Commentary: “1,000 Reasons I’m So Great”

How to create content that helps.

Commentary: “1,000 Reasons I’m So Great”
Roger: Ogilvy wrote a book. I got the galleys. They want a quote or something. Advertising is already up there with lawyers as the most reviled. This is not going to help.

Don: It’ll help him.

Roger: It’s called Confessions of an Ad Man.

Don: I like the title.

Roger: Please. It’s a book everybody writes, only he got it published. It should be called 1,000 Reasons I’m So Great.

Don: Is he publishing it himself?

Roger: No, Atheneum. I’ll send it over. I don’t want you to buy it.


— “Seven Twenty Three.” Mad Men, created by Matthew Weiner, season 3, episode 7.

So, that’s the big question, right? How do you make content that doesn’t look like you’re just helping yourself?

How do you keep your content marketing from becoming “1,000 Reasons I’m So Great”?

Well, here’s the bad news first:

Some people are going to think that, no matter what you do. They might be your competition, your peers, former colleagues, whoever.

Can you think of content you could produce that those same people would enjoy or celebrate? Probably not, right? Because they’re not your audience.

We’re not in this business to please them.

We’re trying to help one person in particular—our best client.

Because here’s the good news:

While Don and Roger may not have bought it, Confessions of an Advertising Man would go on to sell millions of copies and cement itself as one of the best-selling books on advertising ever written.

Because it wasn’t just 1,000 Reasons I’m So Great. It was actually described at the time as “a magic distillation of learning and wisdom.”

Ogilvy himself called it “a textbook, sugar-coated with anecdotes,” according to his biographer and former Ogvily & Mather chairman and CEO Kenneth Roman.

Great content becomes marketing when it demonstrates value.

And the insights and experiences that Ogilvy shared provided real value to the people who read it. When they were finished, they knew more about advertising than they’d known before.

It helped.

But the story doesn’t end there.

15 years later, after stepping down as chairman of Ogilvy & Mather, it seemed only fitting to write about his experiences in the business.

And, oh boy.

In 1978 he actually wrote 1,000 Reasons I’m So Great, except it had the potentially worse title of Blood, Brains & Beer.

When you read Blood, Brains & Beer, you’re constantly confronted with the question, “Who is this for?” The 11 pages on how great his house is (an enormous medieval French chateau) could not possibly be for his prospective clients.

If the stories in the book aren’t tall tales—like, for instance, his days as a spy for the British Secret Service during World War II—they still read like a self-made myth.

An initial flop, the book was reissued 17 years later with a new title, only to flop again. This time, according to Roman, it was “puffed up with lists of favorite friends, flowers, and, of all things, recipes.”

▶ DATASET EXCERPTS
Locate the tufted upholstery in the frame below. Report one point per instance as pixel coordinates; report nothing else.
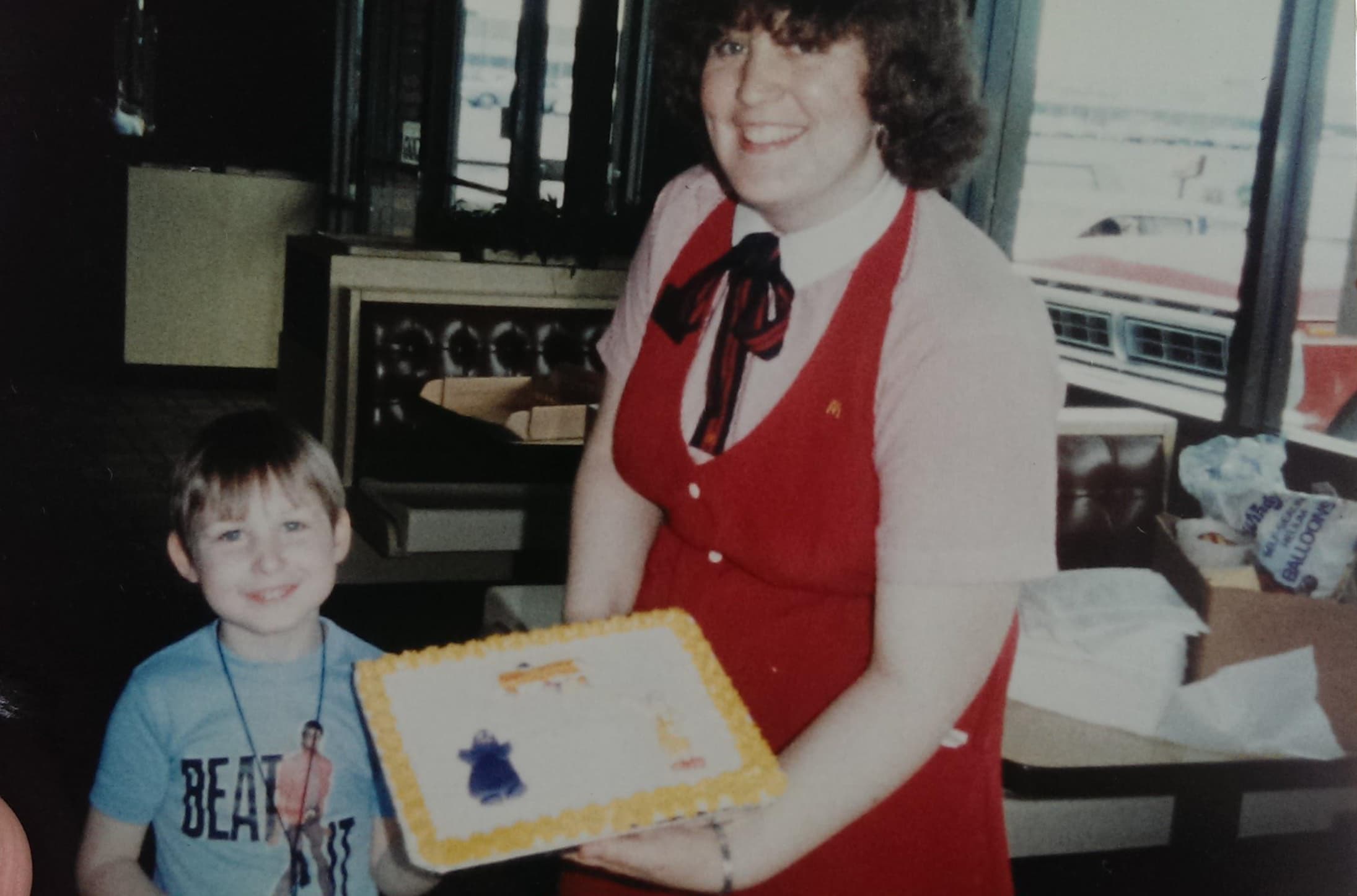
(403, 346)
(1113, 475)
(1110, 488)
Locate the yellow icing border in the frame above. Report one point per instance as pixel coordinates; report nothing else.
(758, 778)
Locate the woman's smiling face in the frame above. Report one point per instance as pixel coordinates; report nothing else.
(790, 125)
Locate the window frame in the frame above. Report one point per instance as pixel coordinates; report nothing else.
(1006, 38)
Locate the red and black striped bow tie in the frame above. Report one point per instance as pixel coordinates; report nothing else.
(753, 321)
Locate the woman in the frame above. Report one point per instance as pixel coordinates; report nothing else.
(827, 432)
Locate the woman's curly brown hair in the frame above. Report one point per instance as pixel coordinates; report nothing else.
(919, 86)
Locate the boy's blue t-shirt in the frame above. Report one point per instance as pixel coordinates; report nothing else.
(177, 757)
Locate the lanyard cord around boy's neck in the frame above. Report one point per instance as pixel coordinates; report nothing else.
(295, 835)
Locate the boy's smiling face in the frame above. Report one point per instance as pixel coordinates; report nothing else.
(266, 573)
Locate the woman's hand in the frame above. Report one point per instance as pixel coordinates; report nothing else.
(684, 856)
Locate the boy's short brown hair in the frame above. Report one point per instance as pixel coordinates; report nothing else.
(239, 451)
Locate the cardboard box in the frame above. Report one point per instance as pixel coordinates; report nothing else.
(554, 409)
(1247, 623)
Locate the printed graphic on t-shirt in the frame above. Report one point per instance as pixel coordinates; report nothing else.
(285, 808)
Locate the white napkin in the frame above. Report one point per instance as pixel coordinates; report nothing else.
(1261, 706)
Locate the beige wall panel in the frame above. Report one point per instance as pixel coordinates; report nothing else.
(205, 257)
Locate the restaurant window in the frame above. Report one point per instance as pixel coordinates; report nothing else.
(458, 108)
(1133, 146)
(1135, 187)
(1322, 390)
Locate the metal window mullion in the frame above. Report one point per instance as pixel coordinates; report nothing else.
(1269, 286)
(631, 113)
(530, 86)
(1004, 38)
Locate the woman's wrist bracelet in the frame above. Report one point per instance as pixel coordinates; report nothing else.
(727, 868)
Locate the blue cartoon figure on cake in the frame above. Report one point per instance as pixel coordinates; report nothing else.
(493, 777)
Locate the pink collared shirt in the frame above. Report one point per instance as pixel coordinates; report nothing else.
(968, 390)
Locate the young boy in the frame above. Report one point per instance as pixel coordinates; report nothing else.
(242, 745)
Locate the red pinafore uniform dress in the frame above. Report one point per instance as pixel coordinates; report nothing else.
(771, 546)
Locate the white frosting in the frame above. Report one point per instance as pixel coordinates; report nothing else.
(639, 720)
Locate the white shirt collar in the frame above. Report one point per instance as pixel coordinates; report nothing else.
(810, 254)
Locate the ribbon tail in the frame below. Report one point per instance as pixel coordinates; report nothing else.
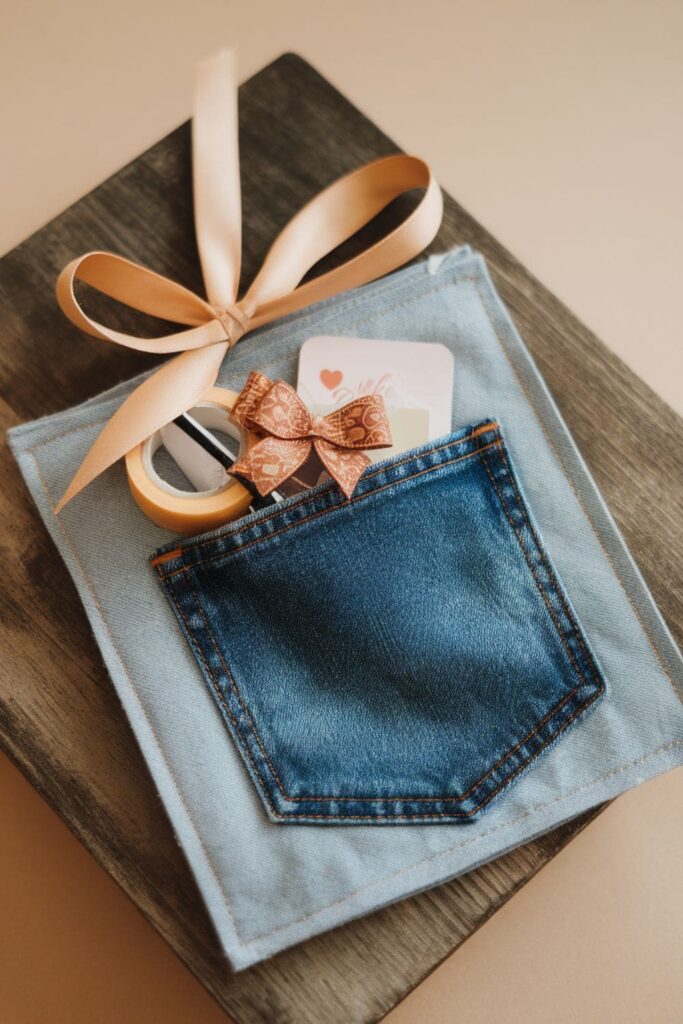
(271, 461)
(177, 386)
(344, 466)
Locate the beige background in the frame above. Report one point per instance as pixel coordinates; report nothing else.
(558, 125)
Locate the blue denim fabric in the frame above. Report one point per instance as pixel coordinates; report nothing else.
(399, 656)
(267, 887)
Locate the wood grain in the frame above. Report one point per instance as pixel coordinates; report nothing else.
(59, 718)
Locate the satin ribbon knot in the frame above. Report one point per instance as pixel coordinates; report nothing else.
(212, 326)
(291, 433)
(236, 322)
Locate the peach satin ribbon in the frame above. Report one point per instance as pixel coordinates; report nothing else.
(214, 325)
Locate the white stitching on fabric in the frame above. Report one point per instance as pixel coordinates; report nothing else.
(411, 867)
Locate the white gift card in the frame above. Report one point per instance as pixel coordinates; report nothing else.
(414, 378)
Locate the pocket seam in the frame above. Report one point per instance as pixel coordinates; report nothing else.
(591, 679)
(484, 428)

▶ SET PROBLEM 1
Do the following statements agree with the commentary on Ogilvy's book? Answer yes or no for each, and quote the words from the commentary that decide it. (a) Roger says the book will be published by Atheneum. (b) Blood, Brains & Beer was written in 1978. (c) The reissued version of Blood, Brains & Beer was a success.
▶ SET PROBLEM 2
Copy the dialogue in the commentary on Ogilvy's book between "Roger: Ogilvy wrote" and "publishing it himself?", inclusive, and swap "title" for "name".

▶ WORKED SOLUTION 1
(a) Yes: "No, Atheneum."
(b) Yes: "In 1978 he actually wrote 1,000 Reasons I’m So Great"
(c) No: "only to flop again."

▶ WORKED SOLUTION 2
Roger: Ogilvy wrote a book. I got the galleys. They want a quote or something. Advertising is already up there with lawyers as the most reviled. This is not going to help.

Don: It’ll help him.

Roger: It’s called Confessions of an Ad Man.

Don: I like the name.

Roger: Please. It’s a book everybody writes, only he got it published. It should be called 1,000 Reasons I’m So Great.

Don: Is he publishing it himself?